• EXERCISE BRIEF:
Collect every line in the records below that contains the word "shirt" and copy each such line unchanged.

** Start PROVIDED RECORDS **

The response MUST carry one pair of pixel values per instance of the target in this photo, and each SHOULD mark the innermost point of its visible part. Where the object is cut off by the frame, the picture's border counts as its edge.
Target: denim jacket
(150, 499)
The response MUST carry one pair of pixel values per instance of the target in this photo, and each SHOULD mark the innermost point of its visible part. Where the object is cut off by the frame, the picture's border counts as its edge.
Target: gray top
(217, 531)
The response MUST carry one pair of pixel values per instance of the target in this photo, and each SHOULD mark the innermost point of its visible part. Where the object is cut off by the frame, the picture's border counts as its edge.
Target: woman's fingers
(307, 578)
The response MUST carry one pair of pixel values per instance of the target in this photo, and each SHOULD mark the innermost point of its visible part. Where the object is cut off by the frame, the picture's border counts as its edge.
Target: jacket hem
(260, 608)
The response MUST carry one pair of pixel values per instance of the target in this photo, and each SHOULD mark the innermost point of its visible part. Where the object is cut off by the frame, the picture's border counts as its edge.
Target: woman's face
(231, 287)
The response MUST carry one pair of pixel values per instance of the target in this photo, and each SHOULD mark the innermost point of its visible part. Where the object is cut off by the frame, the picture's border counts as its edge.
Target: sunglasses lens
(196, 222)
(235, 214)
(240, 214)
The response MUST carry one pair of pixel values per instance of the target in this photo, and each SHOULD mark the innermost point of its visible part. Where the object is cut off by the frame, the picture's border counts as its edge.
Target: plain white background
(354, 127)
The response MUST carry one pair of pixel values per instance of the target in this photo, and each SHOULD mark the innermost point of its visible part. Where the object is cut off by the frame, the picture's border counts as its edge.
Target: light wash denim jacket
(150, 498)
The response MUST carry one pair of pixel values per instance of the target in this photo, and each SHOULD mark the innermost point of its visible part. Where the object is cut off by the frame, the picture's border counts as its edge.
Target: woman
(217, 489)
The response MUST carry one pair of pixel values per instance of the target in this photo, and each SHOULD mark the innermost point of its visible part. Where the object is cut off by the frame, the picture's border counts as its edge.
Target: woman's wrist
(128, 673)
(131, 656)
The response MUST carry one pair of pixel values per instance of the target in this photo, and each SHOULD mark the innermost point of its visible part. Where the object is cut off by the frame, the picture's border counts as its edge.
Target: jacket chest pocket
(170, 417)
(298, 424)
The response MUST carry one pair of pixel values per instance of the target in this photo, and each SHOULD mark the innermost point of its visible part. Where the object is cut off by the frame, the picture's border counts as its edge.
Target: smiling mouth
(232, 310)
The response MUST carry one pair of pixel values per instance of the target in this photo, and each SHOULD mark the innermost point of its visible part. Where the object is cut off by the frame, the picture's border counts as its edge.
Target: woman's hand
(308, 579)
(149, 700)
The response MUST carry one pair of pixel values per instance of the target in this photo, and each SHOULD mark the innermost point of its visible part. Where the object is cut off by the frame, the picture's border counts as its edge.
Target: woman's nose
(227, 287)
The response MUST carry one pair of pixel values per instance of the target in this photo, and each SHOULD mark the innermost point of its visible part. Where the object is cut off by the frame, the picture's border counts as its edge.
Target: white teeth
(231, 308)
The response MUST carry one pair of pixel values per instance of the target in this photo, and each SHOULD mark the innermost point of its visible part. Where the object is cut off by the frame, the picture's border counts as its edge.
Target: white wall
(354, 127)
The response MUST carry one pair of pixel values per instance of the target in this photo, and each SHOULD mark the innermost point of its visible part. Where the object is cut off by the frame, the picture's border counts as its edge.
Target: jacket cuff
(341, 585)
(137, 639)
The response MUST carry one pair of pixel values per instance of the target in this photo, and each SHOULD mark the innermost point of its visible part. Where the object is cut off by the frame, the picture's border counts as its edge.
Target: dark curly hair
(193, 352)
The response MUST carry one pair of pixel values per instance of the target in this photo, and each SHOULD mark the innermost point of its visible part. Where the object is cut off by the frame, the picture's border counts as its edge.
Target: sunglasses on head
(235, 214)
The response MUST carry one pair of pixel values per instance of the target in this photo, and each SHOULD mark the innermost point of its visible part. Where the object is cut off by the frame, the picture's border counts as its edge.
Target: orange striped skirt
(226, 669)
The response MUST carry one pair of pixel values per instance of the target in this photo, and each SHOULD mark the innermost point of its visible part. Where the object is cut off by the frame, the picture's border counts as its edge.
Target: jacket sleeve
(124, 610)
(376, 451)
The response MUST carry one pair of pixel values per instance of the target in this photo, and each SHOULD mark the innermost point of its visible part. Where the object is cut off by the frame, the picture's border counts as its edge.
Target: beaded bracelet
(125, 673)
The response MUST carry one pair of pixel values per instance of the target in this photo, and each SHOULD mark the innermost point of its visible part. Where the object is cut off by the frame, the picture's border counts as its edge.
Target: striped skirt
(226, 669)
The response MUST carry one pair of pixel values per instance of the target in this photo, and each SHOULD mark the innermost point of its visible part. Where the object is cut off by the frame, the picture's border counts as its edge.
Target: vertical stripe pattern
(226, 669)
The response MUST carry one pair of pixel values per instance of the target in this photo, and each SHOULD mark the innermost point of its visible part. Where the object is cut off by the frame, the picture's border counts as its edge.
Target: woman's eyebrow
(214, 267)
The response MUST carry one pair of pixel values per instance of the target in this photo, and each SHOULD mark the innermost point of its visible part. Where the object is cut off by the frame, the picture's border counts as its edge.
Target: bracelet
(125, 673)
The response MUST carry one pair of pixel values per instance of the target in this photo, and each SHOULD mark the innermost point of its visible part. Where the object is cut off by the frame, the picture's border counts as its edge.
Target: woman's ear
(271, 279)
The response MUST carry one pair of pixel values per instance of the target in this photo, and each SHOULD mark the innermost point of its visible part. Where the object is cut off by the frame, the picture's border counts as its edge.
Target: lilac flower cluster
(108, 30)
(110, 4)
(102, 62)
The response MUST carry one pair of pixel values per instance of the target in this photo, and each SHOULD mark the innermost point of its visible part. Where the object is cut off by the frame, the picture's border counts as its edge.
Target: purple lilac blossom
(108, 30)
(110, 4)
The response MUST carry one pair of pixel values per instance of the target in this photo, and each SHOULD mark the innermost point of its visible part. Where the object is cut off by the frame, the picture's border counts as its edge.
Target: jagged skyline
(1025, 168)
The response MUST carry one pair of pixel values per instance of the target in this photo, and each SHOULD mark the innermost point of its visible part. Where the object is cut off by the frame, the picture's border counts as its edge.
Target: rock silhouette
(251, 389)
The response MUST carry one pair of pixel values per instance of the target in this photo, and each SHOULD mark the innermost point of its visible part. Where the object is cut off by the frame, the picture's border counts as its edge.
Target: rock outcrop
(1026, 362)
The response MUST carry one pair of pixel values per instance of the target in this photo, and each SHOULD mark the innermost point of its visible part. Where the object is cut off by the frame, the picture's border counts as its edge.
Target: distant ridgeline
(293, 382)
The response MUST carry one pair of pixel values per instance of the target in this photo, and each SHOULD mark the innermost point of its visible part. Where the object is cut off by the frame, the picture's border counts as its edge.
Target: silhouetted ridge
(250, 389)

** End PROVIDED RECORDS **
** Start PROVIDED RECORDS **

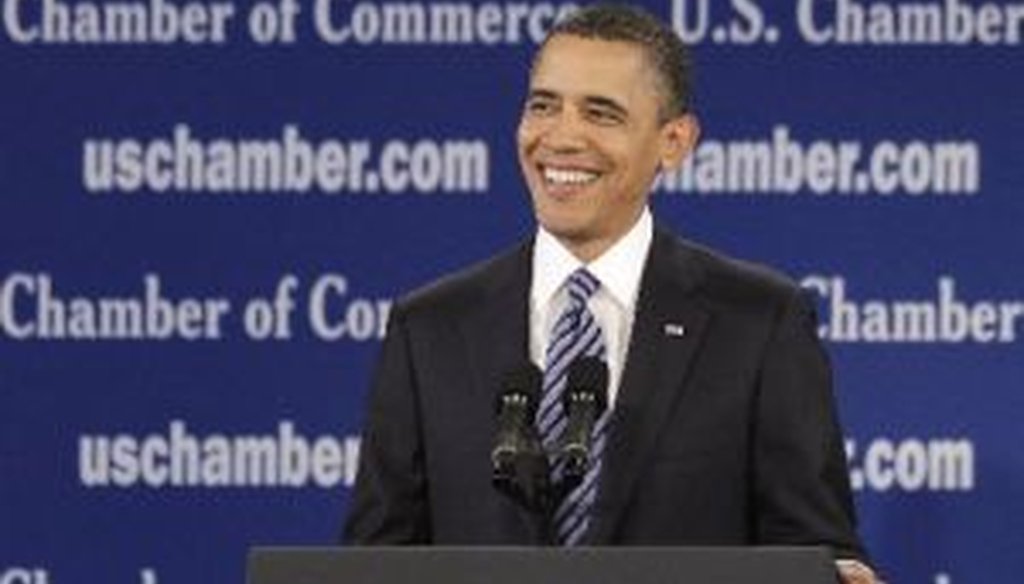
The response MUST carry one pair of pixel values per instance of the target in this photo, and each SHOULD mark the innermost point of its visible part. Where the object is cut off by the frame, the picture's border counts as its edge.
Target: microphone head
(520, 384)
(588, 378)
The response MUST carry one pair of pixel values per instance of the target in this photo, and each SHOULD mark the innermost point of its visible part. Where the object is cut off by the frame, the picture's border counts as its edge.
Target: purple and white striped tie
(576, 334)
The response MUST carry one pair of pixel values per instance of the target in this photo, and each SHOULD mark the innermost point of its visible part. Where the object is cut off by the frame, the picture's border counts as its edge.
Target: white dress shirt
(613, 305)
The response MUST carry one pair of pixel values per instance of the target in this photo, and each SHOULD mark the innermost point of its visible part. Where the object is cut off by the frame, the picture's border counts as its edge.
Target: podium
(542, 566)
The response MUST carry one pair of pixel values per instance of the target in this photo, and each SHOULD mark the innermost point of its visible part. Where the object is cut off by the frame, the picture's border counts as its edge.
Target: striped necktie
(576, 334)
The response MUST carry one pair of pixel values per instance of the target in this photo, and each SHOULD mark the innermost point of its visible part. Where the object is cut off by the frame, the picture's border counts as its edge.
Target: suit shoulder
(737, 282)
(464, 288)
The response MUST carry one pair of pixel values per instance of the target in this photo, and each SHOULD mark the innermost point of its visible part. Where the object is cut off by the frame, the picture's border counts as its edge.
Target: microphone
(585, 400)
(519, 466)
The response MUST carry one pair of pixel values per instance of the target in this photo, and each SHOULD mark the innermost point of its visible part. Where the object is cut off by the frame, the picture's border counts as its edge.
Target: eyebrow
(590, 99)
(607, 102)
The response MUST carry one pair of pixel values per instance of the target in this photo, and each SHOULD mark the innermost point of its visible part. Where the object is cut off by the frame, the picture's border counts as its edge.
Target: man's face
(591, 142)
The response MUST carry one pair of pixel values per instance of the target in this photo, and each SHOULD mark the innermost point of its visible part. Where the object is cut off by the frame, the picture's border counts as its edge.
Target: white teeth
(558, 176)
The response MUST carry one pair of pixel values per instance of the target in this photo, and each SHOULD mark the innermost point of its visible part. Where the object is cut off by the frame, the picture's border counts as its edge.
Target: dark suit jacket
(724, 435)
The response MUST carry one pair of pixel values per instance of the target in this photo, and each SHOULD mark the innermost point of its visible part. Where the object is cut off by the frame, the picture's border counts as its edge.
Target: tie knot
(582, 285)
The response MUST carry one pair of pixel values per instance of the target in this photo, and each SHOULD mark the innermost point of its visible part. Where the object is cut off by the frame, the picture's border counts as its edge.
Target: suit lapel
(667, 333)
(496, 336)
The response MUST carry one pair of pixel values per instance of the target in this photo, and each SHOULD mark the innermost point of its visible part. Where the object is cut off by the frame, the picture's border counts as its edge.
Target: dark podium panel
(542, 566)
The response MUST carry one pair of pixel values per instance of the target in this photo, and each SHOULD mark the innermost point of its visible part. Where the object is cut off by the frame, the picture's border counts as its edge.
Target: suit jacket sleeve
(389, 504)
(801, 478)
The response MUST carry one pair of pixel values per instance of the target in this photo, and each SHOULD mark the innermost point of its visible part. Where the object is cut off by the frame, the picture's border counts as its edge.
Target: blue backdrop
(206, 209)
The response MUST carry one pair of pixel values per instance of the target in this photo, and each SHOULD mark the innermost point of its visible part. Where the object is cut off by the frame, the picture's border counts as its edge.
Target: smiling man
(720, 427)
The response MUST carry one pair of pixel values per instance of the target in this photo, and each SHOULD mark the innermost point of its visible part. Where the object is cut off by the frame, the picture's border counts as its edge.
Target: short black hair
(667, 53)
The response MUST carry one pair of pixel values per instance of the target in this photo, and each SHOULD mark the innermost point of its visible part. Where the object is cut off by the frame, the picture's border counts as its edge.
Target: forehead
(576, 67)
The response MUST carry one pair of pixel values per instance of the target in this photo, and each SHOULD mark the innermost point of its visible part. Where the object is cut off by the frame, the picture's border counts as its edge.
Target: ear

** End PROVIDED RECORDS **
** Start PROVIDED RECORDS **

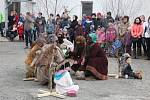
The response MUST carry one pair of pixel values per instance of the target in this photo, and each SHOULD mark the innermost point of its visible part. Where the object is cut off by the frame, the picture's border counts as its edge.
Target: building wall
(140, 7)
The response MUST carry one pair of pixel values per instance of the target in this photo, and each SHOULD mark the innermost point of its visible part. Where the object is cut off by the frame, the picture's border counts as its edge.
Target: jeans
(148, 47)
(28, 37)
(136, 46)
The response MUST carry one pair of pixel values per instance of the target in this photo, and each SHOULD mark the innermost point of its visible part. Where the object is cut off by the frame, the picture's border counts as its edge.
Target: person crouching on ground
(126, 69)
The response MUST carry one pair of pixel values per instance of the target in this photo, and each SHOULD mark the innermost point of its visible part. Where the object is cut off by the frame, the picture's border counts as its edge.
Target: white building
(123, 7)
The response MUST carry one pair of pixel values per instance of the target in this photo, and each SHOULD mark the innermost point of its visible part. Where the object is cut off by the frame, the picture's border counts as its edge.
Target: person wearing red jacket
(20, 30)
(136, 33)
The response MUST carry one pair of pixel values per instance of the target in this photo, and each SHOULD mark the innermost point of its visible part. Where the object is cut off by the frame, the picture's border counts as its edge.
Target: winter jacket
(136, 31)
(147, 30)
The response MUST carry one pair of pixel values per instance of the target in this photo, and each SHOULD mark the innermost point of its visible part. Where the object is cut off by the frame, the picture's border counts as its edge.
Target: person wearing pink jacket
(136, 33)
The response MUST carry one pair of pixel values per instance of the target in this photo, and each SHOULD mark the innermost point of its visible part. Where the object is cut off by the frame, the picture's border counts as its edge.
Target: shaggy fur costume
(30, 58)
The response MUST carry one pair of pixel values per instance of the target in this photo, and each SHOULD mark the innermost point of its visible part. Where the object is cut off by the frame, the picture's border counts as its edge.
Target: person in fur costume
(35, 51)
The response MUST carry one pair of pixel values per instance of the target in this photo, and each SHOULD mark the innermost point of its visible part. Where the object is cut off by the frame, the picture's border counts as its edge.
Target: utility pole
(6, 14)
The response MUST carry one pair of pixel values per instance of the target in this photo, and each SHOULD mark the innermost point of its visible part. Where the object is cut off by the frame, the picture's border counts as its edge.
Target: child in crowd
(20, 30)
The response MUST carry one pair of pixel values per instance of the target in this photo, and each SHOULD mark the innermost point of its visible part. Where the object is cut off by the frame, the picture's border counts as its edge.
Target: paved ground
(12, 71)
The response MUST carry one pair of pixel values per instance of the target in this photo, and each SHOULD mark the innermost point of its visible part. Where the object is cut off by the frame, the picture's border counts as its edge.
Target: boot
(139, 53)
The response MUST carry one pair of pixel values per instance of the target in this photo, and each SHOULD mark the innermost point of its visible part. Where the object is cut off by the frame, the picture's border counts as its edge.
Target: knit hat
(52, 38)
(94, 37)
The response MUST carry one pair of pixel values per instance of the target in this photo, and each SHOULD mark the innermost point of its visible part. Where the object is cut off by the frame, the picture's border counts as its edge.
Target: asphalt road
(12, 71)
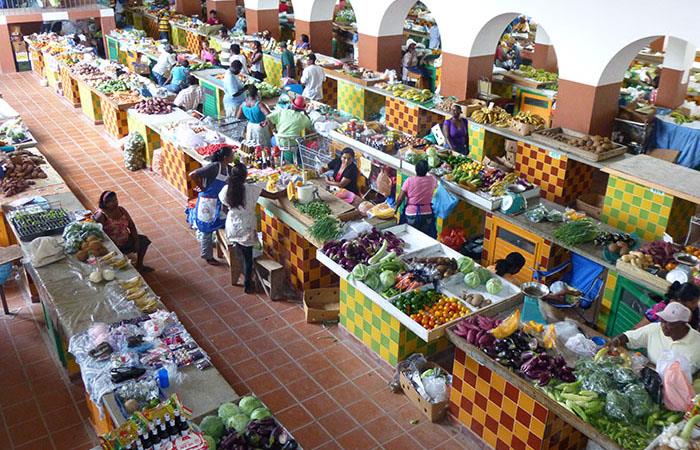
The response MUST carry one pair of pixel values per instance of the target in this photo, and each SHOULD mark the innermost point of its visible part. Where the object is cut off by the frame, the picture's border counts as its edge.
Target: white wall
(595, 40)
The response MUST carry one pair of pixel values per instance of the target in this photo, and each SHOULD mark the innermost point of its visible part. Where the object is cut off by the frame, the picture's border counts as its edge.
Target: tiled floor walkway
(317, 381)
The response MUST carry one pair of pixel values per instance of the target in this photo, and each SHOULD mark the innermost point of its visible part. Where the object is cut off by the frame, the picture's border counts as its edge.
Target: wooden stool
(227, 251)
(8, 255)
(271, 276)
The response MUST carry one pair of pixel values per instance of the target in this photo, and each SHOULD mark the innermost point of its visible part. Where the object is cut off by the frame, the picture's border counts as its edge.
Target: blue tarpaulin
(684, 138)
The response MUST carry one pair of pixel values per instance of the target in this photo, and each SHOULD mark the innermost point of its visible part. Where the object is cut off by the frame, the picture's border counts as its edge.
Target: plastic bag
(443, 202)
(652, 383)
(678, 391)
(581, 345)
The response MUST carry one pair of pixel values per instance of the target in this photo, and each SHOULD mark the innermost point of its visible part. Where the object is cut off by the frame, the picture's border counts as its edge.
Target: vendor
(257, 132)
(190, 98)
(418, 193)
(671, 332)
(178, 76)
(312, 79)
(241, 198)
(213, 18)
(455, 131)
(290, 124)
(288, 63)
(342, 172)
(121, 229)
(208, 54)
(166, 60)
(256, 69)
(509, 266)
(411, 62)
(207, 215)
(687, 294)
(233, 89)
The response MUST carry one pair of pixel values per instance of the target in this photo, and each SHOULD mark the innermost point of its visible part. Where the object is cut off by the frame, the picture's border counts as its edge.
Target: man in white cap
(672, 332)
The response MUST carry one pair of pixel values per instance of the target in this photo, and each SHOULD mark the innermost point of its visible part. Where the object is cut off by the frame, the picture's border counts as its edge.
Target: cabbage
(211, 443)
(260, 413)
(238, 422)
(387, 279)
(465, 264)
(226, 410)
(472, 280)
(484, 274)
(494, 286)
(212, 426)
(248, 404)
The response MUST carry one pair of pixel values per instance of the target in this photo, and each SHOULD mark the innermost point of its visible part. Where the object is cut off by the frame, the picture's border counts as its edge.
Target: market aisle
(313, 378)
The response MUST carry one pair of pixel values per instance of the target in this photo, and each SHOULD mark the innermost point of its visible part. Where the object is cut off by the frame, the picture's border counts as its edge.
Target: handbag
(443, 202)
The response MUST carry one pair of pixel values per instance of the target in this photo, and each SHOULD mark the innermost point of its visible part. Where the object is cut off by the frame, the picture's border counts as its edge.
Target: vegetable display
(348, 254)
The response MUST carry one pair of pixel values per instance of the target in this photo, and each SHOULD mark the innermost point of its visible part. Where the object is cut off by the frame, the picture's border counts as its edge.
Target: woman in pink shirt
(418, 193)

** End PROVIDED RECORDS **

• FINAL RESULT:
Target: white dress shirt
Target: woman in pink shirt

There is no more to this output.